> **PROBLEM STATEMENT**
Lines before the one containing "the road surface" are excluded; print that line and every line after it through the end of the material below, exactly.

━━ EXTRACTED INFORMATION ━━

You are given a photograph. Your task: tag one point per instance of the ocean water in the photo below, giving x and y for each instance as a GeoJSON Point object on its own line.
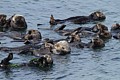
{"type": "Point", "coordinates": [81, 64]}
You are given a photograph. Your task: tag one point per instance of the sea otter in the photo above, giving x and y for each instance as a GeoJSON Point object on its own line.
{"type": "Point", "coordinates": [95, 16]}
{"type": "Point", "coordinates": [3, 20]}
{"type": "Point", "coordinates": [60, 47]}
{"type": "Point", "coordinates": [40, 62]}
{"type": "Point", "coordinates": [17, 22]}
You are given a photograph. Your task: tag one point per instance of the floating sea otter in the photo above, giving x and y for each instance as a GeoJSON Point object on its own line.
{"type": "Point", "coordinates": [41, 62]}
{"type": "Point", "coordinates": [115, 30]}
{"type": "Point", "coordinates": [96, 16]}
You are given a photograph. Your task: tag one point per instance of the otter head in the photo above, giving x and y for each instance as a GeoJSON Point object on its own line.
{"type": "Point", "coordinates": [43, 61]}
{"type": "Point", "coordinates": [52, 20]}
{"type": "Point", "coordinates": [18, 22]}
{"type": "Point", "coordinates": [115, 26]}
{"type": "Point", "coordinates": [5, 62]}
{"type": "Point", "coordinates": [96, 16]}
{"type": "Point", "coordinates": [105, 34]}
{"type": "Point", "coordinates": [99, 27]}
{"type": "Point", "coordinates": [33, 35]}
{"type": "Point", "coordinates": [74, 37]}
{"type": "Point", "coordinates": [2, 19]}
{"type": "Point", "coordinates": [61, 47]}
{"type": "Point", "coordinates": [96, 42]}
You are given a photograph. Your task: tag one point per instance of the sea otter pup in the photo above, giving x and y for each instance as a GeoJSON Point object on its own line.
{"type": "Point", "coordinates": [17, 22]}
{"type": "Point", "coordinates": [96, 16]}
{"type": "Point", "coordinates": [58, 47]}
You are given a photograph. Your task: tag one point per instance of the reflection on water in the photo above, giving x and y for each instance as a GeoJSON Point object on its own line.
{"type": "Point", "coordinates": [84, 64]}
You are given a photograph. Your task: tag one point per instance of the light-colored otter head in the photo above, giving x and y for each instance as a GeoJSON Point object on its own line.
{"type": "Point", "coordinates": [97, 42]}
{"type": "Point", "coordinates": [99, 27]}
{"type": "Point", "coordinates": [61, 47]}
{"type": "Point", "coordinates": [2, 19]}
{"type": "Point", "coordinates": [105, 34]}
{"type": "Point", "coordinates": [97, 16]}
{"type": "Point", "coordinates": [74, 37]}
{"type": "Point", "coordinates": [18, 22]}
{"type": "Point", "coordinates": [33, 35]}
{"type": "Point", "coordinates": [115, 26]}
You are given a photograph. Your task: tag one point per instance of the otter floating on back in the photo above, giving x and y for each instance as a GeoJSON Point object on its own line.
{"type": "Point", "coordinates": [95, 16]}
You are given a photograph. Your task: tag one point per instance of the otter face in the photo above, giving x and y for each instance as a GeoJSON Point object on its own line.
{"type": "Point", "coordinates": [2, 19]}
{"type": "Point", "coordinates": [43, 61]}
{"type": "Point", "coordinates": [97, 42]}
{"type": "Point", "coordinates": [18, 22]}
{"type": "Point", "coordinates": [61, 47]}
{"type": "Point", "coordinates": [74, 37]}
{"type": "Point", "coordinates": [97, 16]}
{"type": "Point", "coordinates": [49, 59]}
{"type": "Point", "coordinates": [99, 27]}
{"type": "Point", "coordinates": [33, 35]}
{"type": "Point", "coordinates": [115, 26]}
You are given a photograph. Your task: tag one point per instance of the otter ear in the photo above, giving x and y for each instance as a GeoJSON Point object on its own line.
{"type": "Point", "coordinates": [52, 20]}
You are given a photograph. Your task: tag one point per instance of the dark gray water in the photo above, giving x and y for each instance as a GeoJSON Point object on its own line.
{"type": "Point", "coordinates": [81, 64]}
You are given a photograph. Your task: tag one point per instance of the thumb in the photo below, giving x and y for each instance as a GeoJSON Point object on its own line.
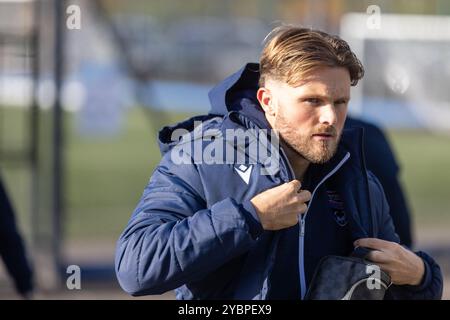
{"type": "Point", "coordinates": [295, 185]}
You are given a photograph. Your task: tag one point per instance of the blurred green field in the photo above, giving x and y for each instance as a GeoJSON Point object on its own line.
{"type": "Point", "coordinates": [105, 176]}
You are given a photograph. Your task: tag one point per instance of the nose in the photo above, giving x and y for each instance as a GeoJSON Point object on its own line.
{"type": "Point", "coordinates": [328, 115]}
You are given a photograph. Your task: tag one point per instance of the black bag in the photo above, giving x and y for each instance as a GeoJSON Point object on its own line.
{"type": "Point", "coordinates": [348, 278]}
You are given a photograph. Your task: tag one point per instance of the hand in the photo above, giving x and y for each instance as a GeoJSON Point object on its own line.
{"type": "Point", "coordinates": [279, 207]}
{"type": "Point", "coordinates": [402, 265]}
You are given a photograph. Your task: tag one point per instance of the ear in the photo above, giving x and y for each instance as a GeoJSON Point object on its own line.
{"type": "Point", "coordinates": [265, 99]}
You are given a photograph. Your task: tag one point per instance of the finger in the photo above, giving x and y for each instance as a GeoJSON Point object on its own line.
{"type": "Point", "coordinates": [378, 257]}
{"type": "Point", "coordinates": [373, 243]}
{"type": "Point", "coordinates": [295, 185]}
{"type": "Point", "coordinates": [303, 196]}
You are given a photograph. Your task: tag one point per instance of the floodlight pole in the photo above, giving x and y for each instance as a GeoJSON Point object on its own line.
{"type": "Point", "coordinates": [57, 137]}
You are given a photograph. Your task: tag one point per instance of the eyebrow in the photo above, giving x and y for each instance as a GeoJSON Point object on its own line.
{"type": "Point", "coordinates": [322, 97]}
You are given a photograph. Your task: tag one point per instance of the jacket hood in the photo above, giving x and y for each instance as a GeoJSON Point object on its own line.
{"type": "Point", "coordinates": [237, 93]}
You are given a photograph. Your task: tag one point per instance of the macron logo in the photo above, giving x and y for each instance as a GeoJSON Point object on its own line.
{"type": "Point", "coordinates": [244, 172]}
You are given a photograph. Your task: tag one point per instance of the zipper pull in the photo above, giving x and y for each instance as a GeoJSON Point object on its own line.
{"type": "Point", "coordinates": [302, 225]}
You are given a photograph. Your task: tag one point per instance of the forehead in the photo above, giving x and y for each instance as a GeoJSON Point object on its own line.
{"type": "Point", "coordinates": [326, 80]}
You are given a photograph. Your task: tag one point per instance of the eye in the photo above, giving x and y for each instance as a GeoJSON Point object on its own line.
{"type": "Point", "coordinates": [312, 101]}
{"type": "Point", "coordinates": [341, 102]}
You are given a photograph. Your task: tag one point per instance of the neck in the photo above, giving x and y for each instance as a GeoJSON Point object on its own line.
{"type": "Point", "coordinates": [298, 163]}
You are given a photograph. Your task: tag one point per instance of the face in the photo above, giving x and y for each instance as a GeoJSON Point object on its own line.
{"type": "Point", "coordinates": [310, 116]}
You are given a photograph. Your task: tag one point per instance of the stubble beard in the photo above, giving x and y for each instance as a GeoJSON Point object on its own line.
{"type": "Point", "coordinates": [313, 150]}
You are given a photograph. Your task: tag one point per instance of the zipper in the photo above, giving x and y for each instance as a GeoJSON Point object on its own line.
{"type": "Point", "coordinates": [302, 221]}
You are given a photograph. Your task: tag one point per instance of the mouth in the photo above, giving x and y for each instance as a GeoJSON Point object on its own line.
{"type": "Point", "coordinates": [323, 136]}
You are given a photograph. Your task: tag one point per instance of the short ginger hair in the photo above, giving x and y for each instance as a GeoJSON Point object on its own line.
{"type": "Point", "coordinates": [290, 53]}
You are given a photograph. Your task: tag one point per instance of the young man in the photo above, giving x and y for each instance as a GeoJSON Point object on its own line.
{"type": "Point", "coordinates": [212, 227]}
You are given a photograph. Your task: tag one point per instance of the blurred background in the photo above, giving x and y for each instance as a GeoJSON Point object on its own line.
{"type": "Point", "coordinates": [85, 85]}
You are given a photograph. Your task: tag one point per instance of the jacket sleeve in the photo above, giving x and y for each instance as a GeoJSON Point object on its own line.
{"type": "Point", "coordinates": [432, 284]}
{"type": "Point", "coordinates": [173, 238]}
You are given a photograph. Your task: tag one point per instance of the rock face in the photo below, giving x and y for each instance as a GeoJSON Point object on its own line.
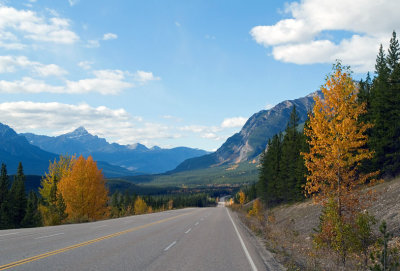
{"type": "Point", "coordinates": [135, 157]}
{"type": "Point", "coordinates": [15, 148]}
{"type": "Point", "coordinates": [252, 140]}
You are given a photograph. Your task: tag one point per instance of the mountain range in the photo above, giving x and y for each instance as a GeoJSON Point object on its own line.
{"type": "Point", "coordinates": [253, 138]}
{"type": "Point", "coordinates": [35, 151]}
{"type": "Point", "coordinates": [136, 158]}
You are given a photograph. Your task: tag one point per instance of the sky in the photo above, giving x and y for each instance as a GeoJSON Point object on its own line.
{"type": "Point", "coordinates": [175, 72]}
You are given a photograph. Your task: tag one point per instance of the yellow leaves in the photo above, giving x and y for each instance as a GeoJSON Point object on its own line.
{"type": "Point", "coordinates": [256, 211]}
{"type": "Point", "coordinates": [242, 197]}
{"type": "Point", "coordinates": [84, 192]}
{"type": "Point", "coordinates": [140, 206]}
{"type": "Point", "coordinates": [337, 140]}
{"type": "Point", "coordinates": [57, 170]}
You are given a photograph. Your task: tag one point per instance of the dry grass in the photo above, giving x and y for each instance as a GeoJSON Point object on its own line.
{"type": "Point", "coordinates": [288, 229]}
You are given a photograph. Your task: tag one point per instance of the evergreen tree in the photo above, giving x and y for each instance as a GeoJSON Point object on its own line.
{"type": "Point", "coordinates": [384, 111]}
{"type": "Point", "coordinates": [5, 215]}
{"type": "Point", "coordinates": [18, 197]}
{"type": "Point", "coordinates": [393, 54]}
{"type": "Point", "coordinates": [270, 178]}
{"type": "Point", "coordinates": [32, 216]}
{"type": "Point", "coordinates": [292, 172]}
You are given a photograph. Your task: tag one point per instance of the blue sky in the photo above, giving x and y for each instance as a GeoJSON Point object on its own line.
{"type": "Point", "coordinates": [174, 73]}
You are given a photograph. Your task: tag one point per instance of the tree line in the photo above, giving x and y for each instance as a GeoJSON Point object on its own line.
{"type": "Point", "coordinates": [17, 209]}
{"type": "Point", "coordinates": [282, 174]}
{"type": "Point", "coordinates": [351, 139]}
{"type": "Point", "coordinates": [74, 190]}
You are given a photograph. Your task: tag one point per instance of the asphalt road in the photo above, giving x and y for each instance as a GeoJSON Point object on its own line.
{"type": "Point", "coordinates": [186, 239]}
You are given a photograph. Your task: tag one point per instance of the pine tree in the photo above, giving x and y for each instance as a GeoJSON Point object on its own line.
{"type": "Point", "coordinates": [5, 215]}
{"type": "Point", "coordinates": [384, 111]}
{"type": "Point", "coordinates": [32, 216]}
{"type": "Point", "coordinates": [18, 197]}
{"type": "Point", "coordinates": [270, 185]}
{"type": "Point", "coordinates": [393, 54]}
{"type": "Point", "coordinates": [292, 165]}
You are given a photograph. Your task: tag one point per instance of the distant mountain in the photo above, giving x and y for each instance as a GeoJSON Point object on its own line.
{"type": "Point", "coordinates": [252, 140]}
{"type": "Point", "coordinates": [135, 157]}
{"type": "Point", "coordinates": [15, 148]}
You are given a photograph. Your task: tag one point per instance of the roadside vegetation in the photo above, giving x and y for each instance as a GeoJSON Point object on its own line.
{"type": "Point", "coordinates": [74, 190]}
{"type": "Point", "coordinates": [350, 143]}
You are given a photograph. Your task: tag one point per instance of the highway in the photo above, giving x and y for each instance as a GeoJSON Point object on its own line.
{"type": "Point", "coordinates": [185, 239]}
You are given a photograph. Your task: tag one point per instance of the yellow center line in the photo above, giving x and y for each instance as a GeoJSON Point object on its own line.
{"type": "Point", "coordinates": [61, 250]}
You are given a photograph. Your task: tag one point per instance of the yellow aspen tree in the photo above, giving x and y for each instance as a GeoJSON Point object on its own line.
{"type": "Point", "coordinates": [84, 191]}
{"type": "Point", "coordinates": [140, 206]}
{"type": "Point", "coordinates": [57, 169]}
{"type": "Point", "coordinates": [242, 197]}
{"type": "Point", "coordinates": [51, 208]}
{"type": "Point", "coordinates": [337, 142]}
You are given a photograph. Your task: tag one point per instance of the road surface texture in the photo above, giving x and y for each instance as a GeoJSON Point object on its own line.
{"type": "Point", "coordinates": [185, 239]}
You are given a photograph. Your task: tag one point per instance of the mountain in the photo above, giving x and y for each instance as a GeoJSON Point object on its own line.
{"type": "Point", "coordinates": [252, 140]}
{"type": "Point", "coordinates": [15, 148]}
{"type": "Point", "coordinates": [135, 157]}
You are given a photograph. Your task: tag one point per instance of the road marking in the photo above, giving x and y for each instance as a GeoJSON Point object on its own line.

━━━

> **FINISHED ANSWER**
You are given a photograph. Your task: tag one point per instance of the road surface texture in the photo above, giving x and y for each instance as a GeoJSON Point object on its own line.
{"type": "Point", "coordinates": [185, 239]}
You are given a photograph. Your task: tag one point per instance of the mountain in the photo above, giving x and y for each instance as a GeoJSON Point object on its own line.
{"type": "Point", "coordinates": [252, 140]}
{"type": "Point", "coordinates": [15, 148]}
{"type": "Point", "coordinates": [135, 157]}
You are given a photograph. Your task: tag one point per instance of the road marking in the photo above, giving x and y for each instance as a GeoJSON Point object on its own line.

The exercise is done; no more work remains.